%%

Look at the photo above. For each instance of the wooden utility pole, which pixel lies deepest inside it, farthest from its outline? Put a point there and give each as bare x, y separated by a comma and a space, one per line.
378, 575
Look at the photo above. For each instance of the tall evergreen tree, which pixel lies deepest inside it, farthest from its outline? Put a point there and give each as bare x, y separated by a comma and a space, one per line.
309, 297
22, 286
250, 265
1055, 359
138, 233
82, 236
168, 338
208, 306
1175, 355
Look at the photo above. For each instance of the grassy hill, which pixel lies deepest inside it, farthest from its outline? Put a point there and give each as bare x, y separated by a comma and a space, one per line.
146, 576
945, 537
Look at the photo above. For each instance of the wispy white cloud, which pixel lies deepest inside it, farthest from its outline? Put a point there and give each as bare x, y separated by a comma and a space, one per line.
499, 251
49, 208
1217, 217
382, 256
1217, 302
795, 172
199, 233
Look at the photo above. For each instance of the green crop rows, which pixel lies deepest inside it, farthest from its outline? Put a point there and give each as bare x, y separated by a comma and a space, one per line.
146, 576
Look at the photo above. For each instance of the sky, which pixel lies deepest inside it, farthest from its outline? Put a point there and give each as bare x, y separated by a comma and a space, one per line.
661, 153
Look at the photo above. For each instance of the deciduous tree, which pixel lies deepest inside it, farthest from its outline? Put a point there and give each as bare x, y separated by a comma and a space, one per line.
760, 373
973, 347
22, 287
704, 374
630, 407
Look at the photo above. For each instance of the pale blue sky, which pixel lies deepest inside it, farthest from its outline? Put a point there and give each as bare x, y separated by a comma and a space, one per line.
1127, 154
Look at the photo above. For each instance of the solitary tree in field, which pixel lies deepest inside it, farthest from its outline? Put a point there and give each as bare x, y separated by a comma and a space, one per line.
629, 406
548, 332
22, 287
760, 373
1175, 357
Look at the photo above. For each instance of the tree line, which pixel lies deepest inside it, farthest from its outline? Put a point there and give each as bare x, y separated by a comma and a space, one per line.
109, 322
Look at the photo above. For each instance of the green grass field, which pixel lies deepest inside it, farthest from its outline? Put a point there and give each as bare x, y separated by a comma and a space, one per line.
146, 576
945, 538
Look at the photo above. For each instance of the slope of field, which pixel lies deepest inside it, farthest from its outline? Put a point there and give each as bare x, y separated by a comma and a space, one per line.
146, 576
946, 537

%%

Nothing may be left out. Copy each line of the listing exactly.

== Output for this exercise ==
Look at the photo above. For each instance of the wooden utility pole, which pixel lies deepest inside it, farthest from its outline? Put a point there and give each as bare x, y separated by a comma and a space, one per line.
378, 575
Look at the photo above. For each instance of the tall evergreen tree, which pixel lies deepest inside it, farthest from its outline? Put a point there and give each as bare x, y separated by a comma and a space, one per line.
309, 297
22, 286
250, 265
1055, 359
138, 233
82, 236
168, 338
208, 306
1175, 355
Look at the photo above. For each instance of the grassy hill, which pixel lies deepest inside it, farthest from its outline? Put a point there and give each as bare x, y separated by a comma and a space, one per line.
146, 576
945, 537
Look at the photo above. For each instance of the wispy white cloud, which pixel lies deepest inside it, farthest from its outline? Put a point there and give each as bare x, y separated by a comma and a space, one per line.
499, 251
49, 208
1217, 217
382, 256
1217, 302
795, 172
199, 233
Look at the photo above. For each instance of the green crop rows, which pixel lies deepest inside it, farthest from its outline? Put a point there and give each as bare x, y separated by a comma and a space, one per line.
146, 576
Look at the photo above. For each instance of the sky, which pixel lies deepest inside it, farthest from its outline? Put a point there and give each as bare x, y separated by a comma and a space, one per line.
661, 153
Look at the photo above. For each instance of the deciduous tree, which pixel lies deepest inside it, farthest from its outline? Put a point there and give each as bare x, y separated by a comma and a space, one per line.
760, 373
973, 347
22, 287
704, 374
630, 407
Look at the photo above. For each instance of the pale blue sky, which pixel lies deepest inside it, farthest from its outline? Put a point there and give each as bare x, y separated by a comma and a space, one per line.
1127, 154
Look at the photo above. For each instance of the solitary tree in field, which pixel lies deepest inside it, farthest from its outline? Put a point there and give each as bare x, y separated by a comma and a space, one per line.
629, 406
548, 332
22, 287
760, 373
1175, 357
Look at the photo above. For each instance of the tree line, which pixel lies deepest inside it, farthest from its outline? Put a point there and give each as bare x, y separated by a comma and a space, one per line.
109, 322
Look at the photo above. For each instance of the green grass field, which pixel lies deepest inside it, farthest from its outline? Put a point there and give each as bare x, y separated by a comma and a space, one per line.
146, 576
945, 538
Look at the photo above. For each instance of the slope of field, which pixel lies deepest inside it, farthest from its outline? Put a point there and give each as bare x, y separated by a comma and a space, one per line.
146, 576
946, 537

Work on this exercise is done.